_Given text:_
Landry understands that if they’re to have even the slightest chance to escape with their lives, the brothers must take the fight to Philip’s army. Even though Gawain is relieved of command before the march on Chartres, it seems unlikely that he would fail to urge the king and De Nogaret to protect the siege tower from a similar fate, and the Templars’ guerilla tactics momentarily buy them some time. Though Landry really has few choices at this point, the flaw in his plan stems from Philip’s willingness to torture the prisoners his men take and the information about the sally port these young brothers eventually surrender. Vasant’s admission to Landry reinforces what he already knows about those who stayed to fight. They have proven themselves to be loyal soldiers of Christ, and despite any misgivings about events that led them to this point in time, “You do belong here.” Should they make it out of here alive, there’s no question who the next grand master should be.
Not to be ignored amidst the chaos inside the palace and on the battlefield is Prince Louis’ embattled psyche as the young man struggles with his inability to father an heir with Margaret and the knowledge that his father may, in fact, have murdered his mother, the queen. Having come up short in his quest to kill Landry, Louis faces an unforgiving father who conveniently seems to forget the warrior skill set of his son’s opponent, but the lie he tells the king discloses an interesting possibility. Does Louis lie about killing Landry’s daughter to protect his own half-sister or to protect himself from incurring his father’s ire? He tells his father that “I will see the wretch who murdered my mother pay for his awful crimes,” and the possibility now exists that son will confront father for the crown of France.

_Data items:_

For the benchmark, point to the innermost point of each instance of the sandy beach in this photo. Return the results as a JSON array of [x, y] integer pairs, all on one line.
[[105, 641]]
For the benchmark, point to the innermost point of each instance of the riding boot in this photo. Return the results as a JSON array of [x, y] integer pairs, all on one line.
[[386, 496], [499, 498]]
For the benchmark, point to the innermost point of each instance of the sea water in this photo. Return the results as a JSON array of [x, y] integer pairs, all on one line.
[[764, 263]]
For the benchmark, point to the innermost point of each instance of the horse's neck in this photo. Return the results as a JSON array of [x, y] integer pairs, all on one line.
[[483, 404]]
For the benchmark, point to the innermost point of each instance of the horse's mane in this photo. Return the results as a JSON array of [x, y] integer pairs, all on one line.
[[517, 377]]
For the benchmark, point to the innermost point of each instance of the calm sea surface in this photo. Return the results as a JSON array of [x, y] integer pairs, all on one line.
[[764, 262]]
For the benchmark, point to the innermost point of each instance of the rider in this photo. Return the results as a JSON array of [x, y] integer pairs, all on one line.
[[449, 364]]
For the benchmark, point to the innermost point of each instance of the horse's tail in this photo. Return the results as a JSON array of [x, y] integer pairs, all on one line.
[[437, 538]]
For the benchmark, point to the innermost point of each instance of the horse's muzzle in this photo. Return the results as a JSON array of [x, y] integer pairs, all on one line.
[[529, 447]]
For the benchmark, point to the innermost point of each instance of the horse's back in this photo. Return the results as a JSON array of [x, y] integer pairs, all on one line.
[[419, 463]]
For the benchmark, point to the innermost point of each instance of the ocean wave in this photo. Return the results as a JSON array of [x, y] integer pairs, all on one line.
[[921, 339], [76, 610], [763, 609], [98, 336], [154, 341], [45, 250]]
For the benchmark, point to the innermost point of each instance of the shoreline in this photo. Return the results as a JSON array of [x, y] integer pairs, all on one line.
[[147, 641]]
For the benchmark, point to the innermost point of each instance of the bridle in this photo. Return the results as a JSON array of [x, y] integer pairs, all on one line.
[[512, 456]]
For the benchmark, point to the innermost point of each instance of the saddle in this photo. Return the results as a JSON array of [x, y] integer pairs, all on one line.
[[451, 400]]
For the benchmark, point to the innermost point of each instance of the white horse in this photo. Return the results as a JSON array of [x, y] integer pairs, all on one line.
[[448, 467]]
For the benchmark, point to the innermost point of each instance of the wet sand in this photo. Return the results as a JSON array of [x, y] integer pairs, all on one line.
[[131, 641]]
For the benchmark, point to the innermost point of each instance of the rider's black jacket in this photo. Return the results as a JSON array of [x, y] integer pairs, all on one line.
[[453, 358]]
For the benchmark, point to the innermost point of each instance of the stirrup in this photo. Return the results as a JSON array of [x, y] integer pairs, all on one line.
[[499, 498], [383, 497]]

_Required work:_ Can you set down, word for word, everything in the passage about Landry and Prince Louis from "Not to be ignored" down to "crown of France."?

_Solution for this task:_
Not to be ignored amidst the chaos inside the palace and on the battlefield is Prince Louis’ embattled psyche as the young man struggles with his inability to father an heir with Margaret and the knowledge that his father may, in fact, have murdered his mother, the queen. Having come up short in his quest to kill Landry, Louis faces an unforgiving father who conveniently seems to forget the warrior skill set of his son’s opponent, but the lie he tells the king discloses an interesting possibility. Does Louis lie about killing Landry’s daughter to protect his own half-sister or to protect himself from incurring his father’s ire? He tells his father that “I will see the wretch who murdered my mother pay for his awful crimes,” and the possibility now exists that son will confront father for the crown of France.